━━ RECORDS SUPPLIED
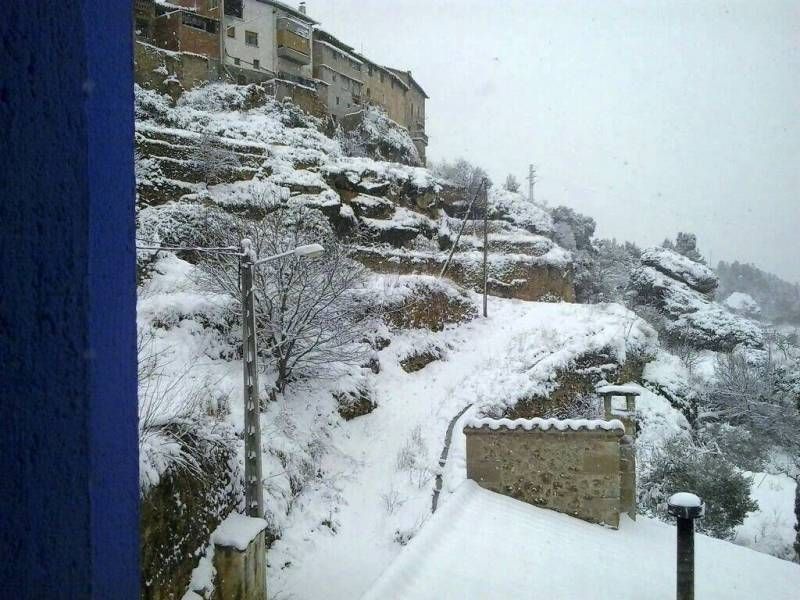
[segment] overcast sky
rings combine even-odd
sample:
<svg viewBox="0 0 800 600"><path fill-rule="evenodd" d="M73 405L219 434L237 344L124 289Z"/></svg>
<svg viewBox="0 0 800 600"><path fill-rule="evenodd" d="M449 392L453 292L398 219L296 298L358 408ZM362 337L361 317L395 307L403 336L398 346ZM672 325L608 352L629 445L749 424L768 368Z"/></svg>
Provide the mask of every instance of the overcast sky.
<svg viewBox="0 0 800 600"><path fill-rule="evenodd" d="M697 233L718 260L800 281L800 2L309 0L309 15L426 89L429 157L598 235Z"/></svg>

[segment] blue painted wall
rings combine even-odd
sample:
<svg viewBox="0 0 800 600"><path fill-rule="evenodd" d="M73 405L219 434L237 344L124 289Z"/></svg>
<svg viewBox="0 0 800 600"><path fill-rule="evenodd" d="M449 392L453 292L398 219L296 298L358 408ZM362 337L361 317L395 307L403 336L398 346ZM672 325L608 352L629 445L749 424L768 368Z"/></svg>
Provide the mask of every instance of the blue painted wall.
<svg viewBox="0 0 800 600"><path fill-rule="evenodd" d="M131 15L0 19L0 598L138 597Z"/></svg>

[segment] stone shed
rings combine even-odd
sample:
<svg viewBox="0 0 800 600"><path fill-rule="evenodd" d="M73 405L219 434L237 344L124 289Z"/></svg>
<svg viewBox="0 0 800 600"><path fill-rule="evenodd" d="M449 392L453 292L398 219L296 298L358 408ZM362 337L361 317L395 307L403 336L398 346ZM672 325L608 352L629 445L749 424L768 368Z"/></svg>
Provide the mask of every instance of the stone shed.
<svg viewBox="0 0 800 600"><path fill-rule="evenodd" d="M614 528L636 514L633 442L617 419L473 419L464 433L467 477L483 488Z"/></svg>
━━━━
**PROBLEM STATEMENT:**
Repeat, exactly and in full, all records above, but include no pictures.

**RESPONSE AREA:**
[segment] overcast sky
rings combine even-odd
sample:
<svg viewBox="0 0 800 600"><path fill-rule="evenodd" d="M73 405L219 434L237 344L124 289Z"/></svg>
<svg viewBox="0 0 800 600"><path fill-rule="evenodd" d="M449 392L453 292L398 219L296 298L358 408ZM362 337L361 317L395 307L403 336L398 346ZM672 325L608 352L629 445L749 424L768 368Z"/></svg>
Provide the mask of every instance of the overcast sky.
<svg viewBox="0 0 800 600"><path fill-rule="evenodd" d="M697 233L718 260L800 281L800 2L309 0L309 15L426 89L429 157L598 235Z"/></svg>

[segment] blue painted wall
rings combine even-odd
sample:
<svg viewBox="0 0 800 600"><path fill-rule="evenodd" d="M73 405L219 434L237 344L124 289Z"/></svg>
<svg viewBox="0 0 800 600"><path fill-rule="evenodd" d="M449 392L453 292L398 219L296 298L358 408ZM362 337L361 317L395 307L403 336L398 346ZM672 325L608 352L629 445L749 424L768 368Z"/></svg>
Provide the mask of every instance of the blue painted wall.
<svg viewBox="0 0 800 600"><path fill-rule="evenodd" d="M131 15L0 19L0 598L138 597Z"/></svg>

[segment] stone shed
rings combine even-odd
sample:
<svg viewBox="0 0 800 600"><path fill-rule="evenodd" d="M73 405L219 434L237 344L124 289Z"/></svg>
<svg viewBox="0 0 800 600"><path fill-rule="evenodd" d="M449 392L453 292L398 219L296 298L358 408ZM362 337L361 317L395 307L403 336L398 346ZM672 325L608 352L629 445L749 424L768 368Z"/></svg>
Provide the mask of every instance of the stone shed.
<svg viewBox="0 0 800 600"><path fill-rule="evenodd" d="M614 528L636 514L633 442L617 419L473 419L464 433L467 477L483 488Z"/></svg>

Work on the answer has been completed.